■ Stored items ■
====

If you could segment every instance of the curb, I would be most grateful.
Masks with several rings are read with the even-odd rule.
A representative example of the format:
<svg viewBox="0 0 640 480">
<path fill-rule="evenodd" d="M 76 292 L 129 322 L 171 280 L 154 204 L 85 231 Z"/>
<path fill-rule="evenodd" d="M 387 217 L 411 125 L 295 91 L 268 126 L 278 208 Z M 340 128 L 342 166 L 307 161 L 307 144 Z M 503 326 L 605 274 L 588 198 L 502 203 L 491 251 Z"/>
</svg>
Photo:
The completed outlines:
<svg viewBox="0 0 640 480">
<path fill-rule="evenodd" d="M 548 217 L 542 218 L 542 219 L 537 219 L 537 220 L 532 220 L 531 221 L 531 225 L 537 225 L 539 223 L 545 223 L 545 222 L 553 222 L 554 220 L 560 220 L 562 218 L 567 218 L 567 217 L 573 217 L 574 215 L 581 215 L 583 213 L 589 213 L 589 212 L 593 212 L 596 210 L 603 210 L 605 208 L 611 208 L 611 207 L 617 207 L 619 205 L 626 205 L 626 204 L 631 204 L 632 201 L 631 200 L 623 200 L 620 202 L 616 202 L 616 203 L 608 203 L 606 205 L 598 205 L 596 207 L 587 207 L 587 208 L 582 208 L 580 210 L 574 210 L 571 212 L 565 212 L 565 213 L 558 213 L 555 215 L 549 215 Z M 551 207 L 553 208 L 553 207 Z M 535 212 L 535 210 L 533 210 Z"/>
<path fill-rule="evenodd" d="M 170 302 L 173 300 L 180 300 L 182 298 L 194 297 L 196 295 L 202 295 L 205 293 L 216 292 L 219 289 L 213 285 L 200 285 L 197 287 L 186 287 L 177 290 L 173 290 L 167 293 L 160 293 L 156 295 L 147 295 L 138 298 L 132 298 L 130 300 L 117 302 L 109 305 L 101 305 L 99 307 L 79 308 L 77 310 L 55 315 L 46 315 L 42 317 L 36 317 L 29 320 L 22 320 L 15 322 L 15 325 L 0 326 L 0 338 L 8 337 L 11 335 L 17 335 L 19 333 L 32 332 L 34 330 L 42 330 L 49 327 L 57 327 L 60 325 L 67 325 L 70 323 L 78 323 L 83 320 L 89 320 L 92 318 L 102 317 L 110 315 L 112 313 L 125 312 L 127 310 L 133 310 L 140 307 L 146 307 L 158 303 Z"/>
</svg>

====

■ Work to complete ■
Each of the entries must be set down again exactly.

■ Answer to this exercise ■
If you could segment every instance of the curb, I would be most grateful.
Masks with several rings are read with the even-odd rule.
A representative example of the format:
<svg viewBox="0 0 640 480">
<path fill-rule="evenodd" d="M 76 292 L 129 322 L 171 280 L 154 204 L 85 231 Z"/>
<path fill-rule="evenodd" d="M 387 217 L 411 125 L 295 91 L 268 126 L 278 208 Z M 340 128 L 342 166 L 307 161 L 307 144 Z M 503 326 L 605 274 L 588 198 L 502 203 L 491 251 Z"/>
</svg>
Photo:
The completed outlines:
<svg viewBox="0 0 640 480">
<path fill-rule="evenodd" d="M 548 217 L 542 218 L 542 219 L 537 219 L 537 220 L 532 220 L 531 221 L 531 225 L 537 225 L 539 223 L 545 223 L 545 222 L 553 222 L 554 220 L 560 220 L 562 218 L 567 218 L 567 217 L 573 217 L 574 215 L 581 215 L 583 213 L 589 213 L 589 212 L 593 212 L 596 210 L 603 210 L 605 208 L 611 208 L 611 207 L 617 207 L 619 205 L 626 205 L 626 204 L 631 204 L 632 201 L 631 200 L 623 200 L 620 202 L 616 202 L 616 203 L 608 203 L 606 205 L 598 205 L 596 207 L 587 207 L 587 208 L 582 208 L 580 210 L 574 210 L 571 212 L 565 212 L 565 213 L 558 213 L 555 215 L 549 215 Z M 551 207 L 553 208 L 553 207 Z M 535 212 L 535 210 L 533 210 Z"/>
<path fill-rule="evenodd" d="M 170 302 L 173 300 L 180 300 L 182 298 L 194 297 L 196 295 L 202 295 L 205 293 L 216 292 L 219 289 L 213 285 L 200 285 L 197 287 L 186 287 L 177 290 L 173 290 L 167 293 L 160 293 L 156 295 L 147 295 L 138 298 L 132 298 L 130 300 L 117 302 L 109 305 L 101 305 L 99 307 L 79 308 L 77 310 L 55 315 L 46 315 L 42 317 L 36 317 L 29 320 L 22 320 L 15 322 L 15 325 L 0 326 L 0 338 L 8 337 L 11 335 L 17 335 L 19 333 L 32 332 L 34 330 L 42 330 L 49 327 L 57 327 L 60 325 L 67 325 L 70 323 L 78 323 L 83 320 L 89 320 L 92 318 L 102 317 L 110 315 L 112 313 L 125 312 L 127 310 L 133 310 L 140 307 L 146 307 L 158 303 Z"/>
</svg>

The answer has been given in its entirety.